> _Action item_
Repeat exactly, and only, the lines from the one containing "kayak in the photo above." through the last line of the data below.

:: Source information

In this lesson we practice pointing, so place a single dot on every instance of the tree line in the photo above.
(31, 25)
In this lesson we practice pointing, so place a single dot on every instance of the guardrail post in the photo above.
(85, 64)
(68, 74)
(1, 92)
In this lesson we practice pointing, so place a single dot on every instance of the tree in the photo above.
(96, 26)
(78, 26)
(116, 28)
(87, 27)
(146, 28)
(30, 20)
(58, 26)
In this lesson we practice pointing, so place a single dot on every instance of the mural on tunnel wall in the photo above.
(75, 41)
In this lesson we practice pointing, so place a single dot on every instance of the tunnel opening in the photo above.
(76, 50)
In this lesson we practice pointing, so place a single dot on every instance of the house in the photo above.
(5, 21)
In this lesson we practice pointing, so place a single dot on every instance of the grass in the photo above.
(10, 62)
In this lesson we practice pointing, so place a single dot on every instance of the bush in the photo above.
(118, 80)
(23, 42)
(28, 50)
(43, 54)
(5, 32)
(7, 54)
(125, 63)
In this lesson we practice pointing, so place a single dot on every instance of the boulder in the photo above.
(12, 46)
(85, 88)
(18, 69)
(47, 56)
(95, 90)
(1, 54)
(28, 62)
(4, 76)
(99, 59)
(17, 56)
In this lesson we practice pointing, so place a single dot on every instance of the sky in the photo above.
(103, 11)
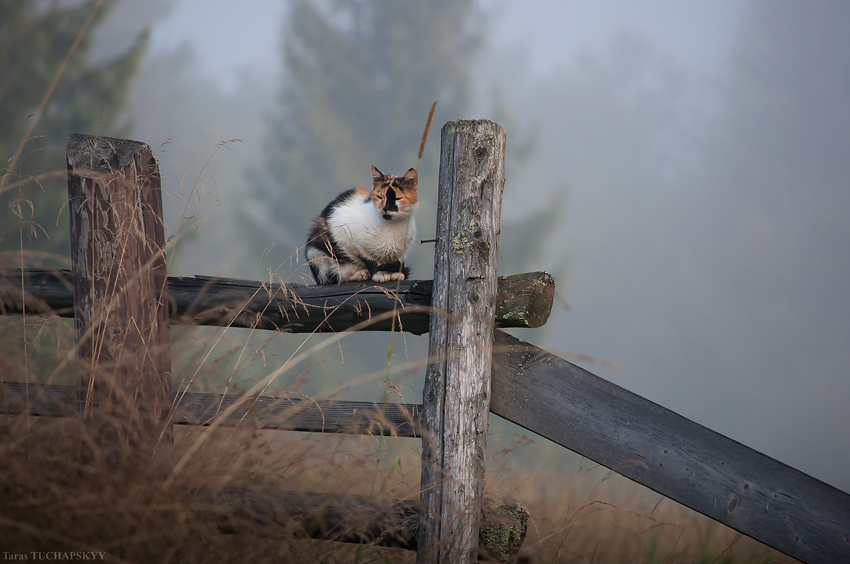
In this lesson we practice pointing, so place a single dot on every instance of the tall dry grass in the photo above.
(61, 497)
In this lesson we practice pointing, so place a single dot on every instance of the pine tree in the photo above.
(360, 77)
(34, 40)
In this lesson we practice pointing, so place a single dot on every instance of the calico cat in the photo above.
(363, 234)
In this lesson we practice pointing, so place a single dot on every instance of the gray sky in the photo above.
(700, 145)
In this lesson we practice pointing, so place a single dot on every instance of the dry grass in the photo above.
(66, 492)
(60, 493)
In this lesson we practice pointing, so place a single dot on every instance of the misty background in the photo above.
(681, 168)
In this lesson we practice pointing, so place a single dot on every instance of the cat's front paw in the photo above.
(383, 276)
(359, 276)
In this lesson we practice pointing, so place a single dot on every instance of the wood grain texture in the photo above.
(682, 460)
(119, 281)
(524, 300)
(457, 383)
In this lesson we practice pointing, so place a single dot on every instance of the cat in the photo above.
(362, 234)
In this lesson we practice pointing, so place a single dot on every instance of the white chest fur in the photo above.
(361, 231)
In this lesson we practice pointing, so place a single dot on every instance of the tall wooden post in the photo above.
(457, 386)
(120, 292)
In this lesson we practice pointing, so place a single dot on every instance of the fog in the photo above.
(697, 151)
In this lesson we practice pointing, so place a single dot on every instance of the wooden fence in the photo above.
(688, 463)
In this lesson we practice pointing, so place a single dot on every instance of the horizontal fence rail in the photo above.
(230, 410)
(523, 300)
(682, 460)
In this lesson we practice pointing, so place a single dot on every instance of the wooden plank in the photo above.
(524, 300)
(265, 412)
(457, 383)
(682, 460)
(805, 518)
(119, 280)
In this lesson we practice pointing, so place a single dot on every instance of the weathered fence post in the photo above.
(457, 385)
(120, 293)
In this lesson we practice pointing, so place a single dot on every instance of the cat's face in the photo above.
(394, 196)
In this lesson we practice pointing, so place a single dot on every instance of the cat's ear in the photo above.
(411, 176)
(377, 175)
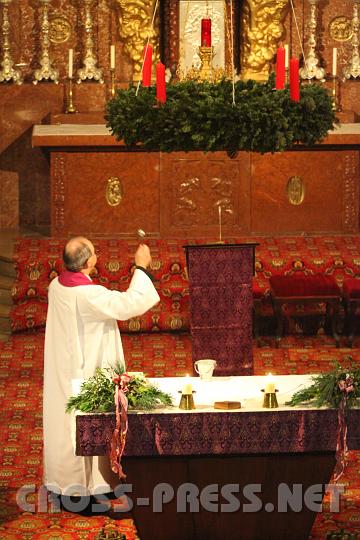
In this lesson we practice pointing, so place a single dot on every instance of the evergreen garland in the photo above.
(97, 393)
(201, 116)
(325, 389)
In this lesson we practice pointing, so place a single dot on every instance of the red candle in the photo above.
(206, 32)
(280, 69)
(160, 83)
(146, 75)
(294, 79)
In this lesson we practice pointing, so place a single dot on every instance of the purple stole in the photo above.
(73, 279)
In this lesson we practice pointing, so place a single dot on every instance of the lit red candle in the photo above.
(206, 32)
(280, 69)
(160, 83)
(294, 79)
(146, 75)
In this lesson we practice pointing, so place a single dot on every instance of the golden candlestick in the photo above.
(90, 69)
(270, 400)
(112, 82)
(70, 108)
(187, 401)
(206, 56)
(46, 71)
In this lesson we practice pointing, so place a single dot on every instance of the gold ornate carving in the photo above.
(262, 28)
(59, 30)
(295, 190)
(340, 29)
(135, 29)
(113, 191)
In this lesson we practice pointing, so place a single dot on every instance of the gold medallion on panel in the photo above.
(59, 29)
(295, 190)
(340, 29)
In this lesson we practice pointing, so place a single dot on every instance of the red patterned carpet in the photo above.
(21, 437)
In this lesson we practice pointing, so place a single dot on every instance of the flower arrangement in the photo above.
(200, 115)
(97, 392)
(332, 388)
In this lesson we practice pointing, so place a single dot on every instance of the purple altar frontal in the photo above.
(221, 304)
(206, 431)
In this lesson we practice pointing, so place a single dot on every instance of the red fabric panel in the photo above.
(351, 288)
(300, 285)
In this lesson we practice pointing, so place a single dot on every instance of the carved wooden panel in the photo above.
(330, 184)
(193, 185)
(83, 203)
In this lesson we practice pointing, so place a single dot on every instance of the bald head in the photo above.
(76, 254)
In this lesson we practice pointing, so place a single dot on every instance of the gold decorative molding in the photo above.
(295, 190)
(58, 202)
(340, 29)
(262, 24)
(135, 29)
(59, 29)
(351, 192)
(113, 191)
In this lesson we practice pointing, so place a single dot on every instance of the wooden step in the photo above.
(7, 267)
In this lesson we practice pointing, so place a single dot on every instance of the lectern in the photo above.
(220, 288)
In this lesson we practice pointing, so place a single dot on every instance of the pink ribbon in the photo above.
(118, 439)
(346, 386)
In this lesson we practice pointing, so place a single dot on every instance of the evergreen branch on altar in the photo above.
(328, 388)
(202, 116)
(97, 393)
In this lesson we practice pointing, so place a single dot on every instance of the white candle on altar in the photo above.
(70, 64)
(112, 56)
(187, 388)
(270, 384)
(334, 71)
(286, 47)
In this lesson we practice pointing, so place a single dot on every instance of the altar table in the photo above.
(210, 451)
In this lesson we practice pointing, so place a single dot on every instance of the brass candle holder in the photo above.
(112, 82)
(336, 93)
(206, 56)
(187, 401)
(270, 400)
(70, 108)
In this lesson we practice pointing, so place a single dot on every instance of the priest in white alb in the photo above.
(81, 335)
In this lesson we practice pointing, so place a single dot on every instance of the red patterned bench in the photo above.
(159, 342)
(351, 295)
(305, 289)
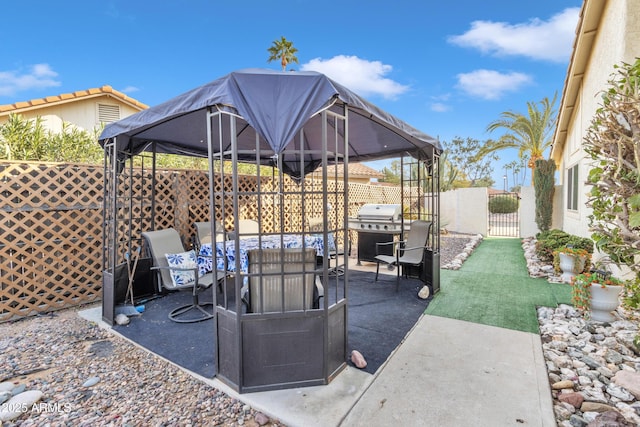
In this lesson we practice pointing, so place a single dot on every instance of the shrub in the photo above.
(551, 240)
(612, 144)
(543, 183)
(503, 204)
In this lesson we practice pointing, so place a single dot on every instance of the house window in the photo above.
(108, 113)
(572, 188)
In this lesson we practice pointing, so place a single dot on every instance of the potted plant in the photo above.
(597, 294)
(570, 261)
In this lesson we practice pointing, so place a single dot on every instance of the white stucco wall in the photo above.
(617, 39)
(465, 210)
(79, 112)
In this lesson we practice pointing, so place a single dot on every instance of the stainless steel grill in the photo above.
(376, 223)
(378, 218)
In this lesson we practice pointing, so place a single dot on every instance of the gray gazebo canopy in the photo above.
(276, 105)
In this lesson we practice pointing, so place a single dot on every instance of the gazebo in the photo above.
(290, 124)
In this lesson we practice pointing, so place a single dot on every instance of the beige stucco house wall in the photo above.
(608, 33)
(86, 109)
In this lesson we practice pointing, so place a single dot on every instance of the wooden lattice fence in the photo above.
(51, 226)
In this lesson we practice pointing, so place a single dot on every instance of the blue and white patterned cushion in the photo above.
(182, 260)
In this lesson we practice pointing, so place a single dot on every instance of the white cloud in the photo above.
(550, 40)
(490, 84)
(363, 77)
(39, 76)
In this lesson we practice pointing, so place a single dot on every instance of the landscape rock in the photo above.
(629, 380)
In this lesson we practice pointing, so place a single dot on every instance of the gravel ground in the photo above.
(59, 353)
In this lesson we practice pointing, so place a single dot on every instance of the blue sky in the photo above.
(446, 68)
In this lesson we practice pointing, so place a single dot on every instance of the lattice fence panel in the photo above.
(50, 237)
(51, 223)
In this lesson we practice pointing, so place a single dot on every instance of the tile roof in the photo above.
(356, 170)
(66, 97)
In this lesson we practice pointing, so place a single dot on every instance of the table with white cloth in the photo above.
(226, 250)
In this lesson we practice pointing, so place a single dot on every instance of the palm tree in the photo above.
(531, 134)
(284, 51)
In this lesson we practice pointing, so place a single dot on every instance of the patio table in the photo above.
(228, 248)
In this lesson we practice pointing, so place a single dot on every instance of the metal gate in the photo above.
(504, 217)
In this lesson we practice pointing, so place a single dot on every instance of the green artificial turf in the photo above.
(494, 288)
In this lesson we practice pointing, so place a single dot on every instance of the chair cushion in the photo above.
(182, 260)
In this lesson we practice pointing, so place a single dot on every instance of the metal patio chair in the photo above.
(407, 253)
(166, 245)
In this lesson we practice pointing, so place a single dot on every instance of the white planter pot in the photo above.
(570, 266)
(604, 301)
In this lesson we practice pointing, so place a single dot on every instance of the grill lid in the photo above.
(380, 212)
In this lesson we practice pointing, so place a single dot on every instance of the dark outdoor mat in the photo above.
(379, 318)
(190, 345)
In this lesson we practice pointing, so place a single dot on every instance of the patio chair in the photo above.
(177, 270)
(282, 279)
(407, 253)
(203, 232)
(335, 250)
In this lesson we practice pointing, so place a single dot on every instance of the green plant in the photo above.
(578, 267)
(612, 144)
(543, 182)
(581, 288)
(503, 204)
(552, 240)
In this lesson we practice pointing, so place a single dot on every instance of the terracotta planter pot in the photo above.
(604, 300)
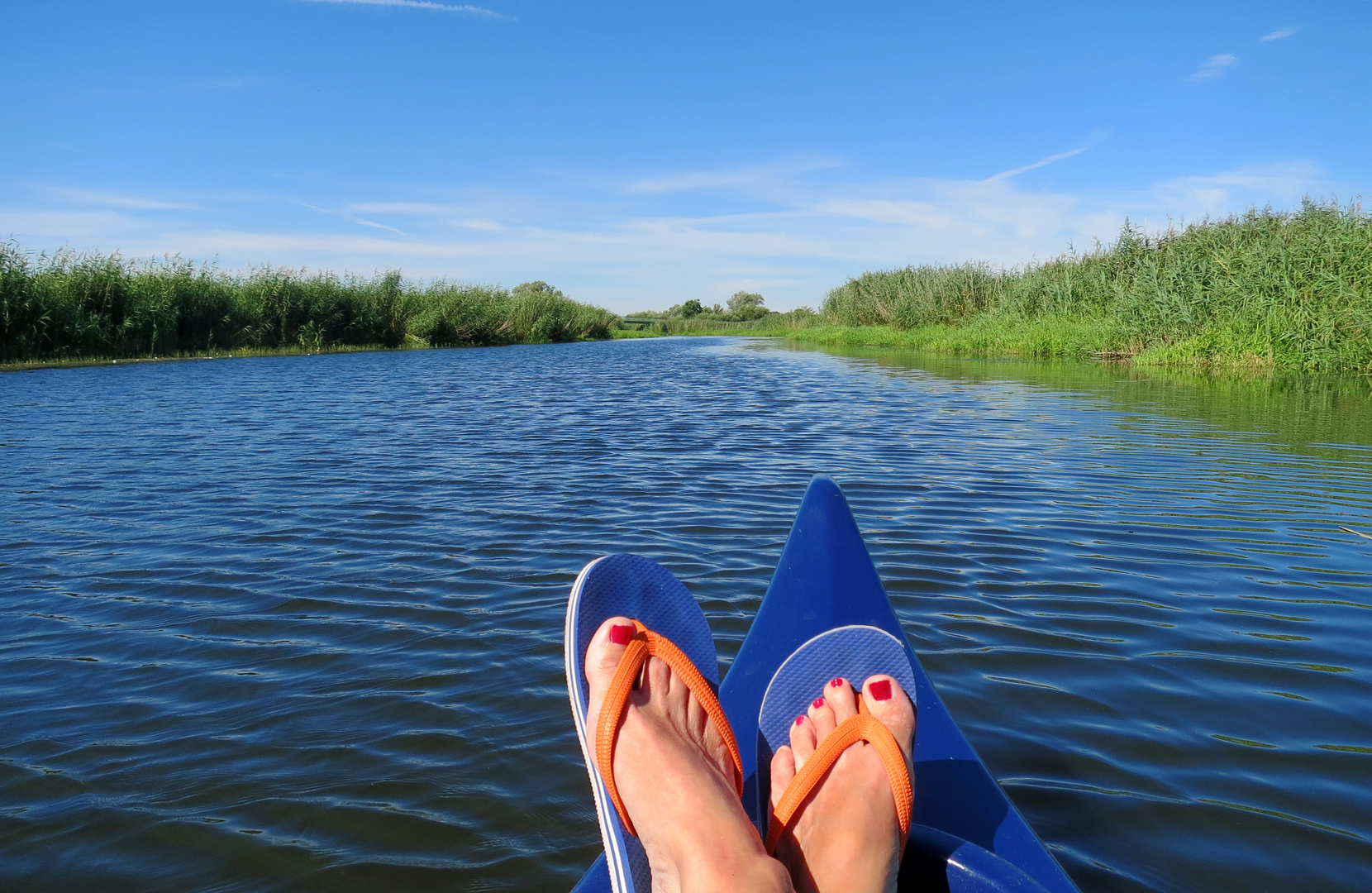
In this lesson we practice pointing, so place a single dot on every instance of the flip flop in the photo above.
(667, 624)
(851, 653)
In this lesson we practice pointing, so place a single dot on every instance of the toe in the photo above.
(841, 700)
(603, 657)
(802, 740)
(821, 719)
(784, 770)
(889, 704)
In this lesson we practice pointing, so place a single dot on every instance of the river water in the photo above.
(295, 623)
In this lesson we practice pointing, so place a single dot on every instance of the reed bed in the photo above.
(1264, 289)
(73, 306)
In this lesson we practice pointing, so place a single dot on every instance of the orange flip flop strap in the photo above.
(644, 645)
(860, 728)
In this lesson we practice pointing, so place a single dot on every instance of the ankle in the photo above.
(746, 872)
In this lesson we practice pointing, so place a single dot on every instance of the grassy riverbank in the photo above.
(1265, 289)
(76, 308)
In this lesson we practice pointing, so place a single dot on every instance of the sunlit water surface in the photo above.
(295, 624)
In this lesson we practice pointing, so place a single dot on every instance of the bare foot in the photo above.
(846, 836)
(677, 780)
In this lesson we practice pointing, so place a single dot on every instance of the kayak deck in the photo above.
(827, 579)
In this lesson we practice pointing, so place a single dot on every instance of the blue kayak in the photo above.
(966, 836)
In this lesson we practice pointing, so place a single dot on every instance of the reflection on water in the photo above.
(295, 623)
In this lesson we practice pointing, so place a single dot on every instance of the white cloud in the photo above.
(1280, 33)
(1041, 162)
(116, 199)
(1214, 66)
(736, 177)
(357, 220)
(1280, 183)
(424, 4)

::::

> _Exercise result_
In this lesson we practice pointing, so place a single dot on every instance of the blue kayak in the photo above.
(966, 836)
In this lesson we practice pointing, so place a single dot on every instance of the reflection on water in the photo above.
(295, 623)
In this lesson we practice pointing, so place a single dot on every instance of the white cloud in the photo above.
(1280, 33)
(1041, 162)
(116, 199)
(1214, 66)
(736, 177)
(357, 220)
(1280, 183)
(424, 4)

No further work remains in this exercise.